→ **Task to complete**
Rewrite each line of the material below as a numbered list, leaving out any blank lines.

→ **Source data**
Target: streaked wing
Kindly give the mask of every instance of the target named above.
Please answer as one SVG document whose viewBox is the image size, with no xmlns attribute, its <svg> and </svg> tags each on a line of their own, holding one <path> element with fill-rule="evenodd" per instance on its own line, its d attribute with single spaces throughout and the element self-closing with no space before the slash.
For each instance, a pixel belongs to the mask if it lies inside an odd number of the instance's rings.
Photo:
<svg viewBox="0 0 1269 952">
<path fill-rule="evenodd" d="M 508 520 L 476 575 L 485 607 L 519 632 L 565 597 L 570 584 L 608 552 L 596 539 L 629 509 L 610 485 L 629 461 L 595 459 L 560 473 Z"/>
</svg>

→ **Answer below**
1. Target: streaked wing
2. Kindly give the mask of every instance of the target named above.
3. Please answer as one SVG document whose viewBox is the image size, with no xmlns attribute, its <svg> and </svg> tags each on a line of their own, holding one <path> element with fill-rule="evenodd" per instance on its own line, its d attribute with single spaces throughout and the element self-closing with no space before the slash.
4. For each instance, a pixel belongs to the mask if it lies inside an odd number of the instance's rings.
5. Photo:
6. <svg viewBox="0 0 1269 952">
7. <path fill-rule="evenodd" d="M 508 520 L 476 575 L 485 607 L 519 632 L 565 597 L 570 584 L 608 552 L 596 539 L 629 509 L 610 485 L 629 461 L 595 459 L 560 473 Z"/>
8. </svg>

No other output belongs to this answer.